**Instructions for the task**
Copy the lines below word for word.

**Data for this task**
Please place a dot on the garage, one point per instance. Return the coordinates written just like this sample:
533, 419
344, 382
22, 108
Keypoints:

**Task response**
Please place a dot on the garage, one point per instance. Return the coordinates written just like this sample:
533, 419
344, 382
22, 108
Keypoints:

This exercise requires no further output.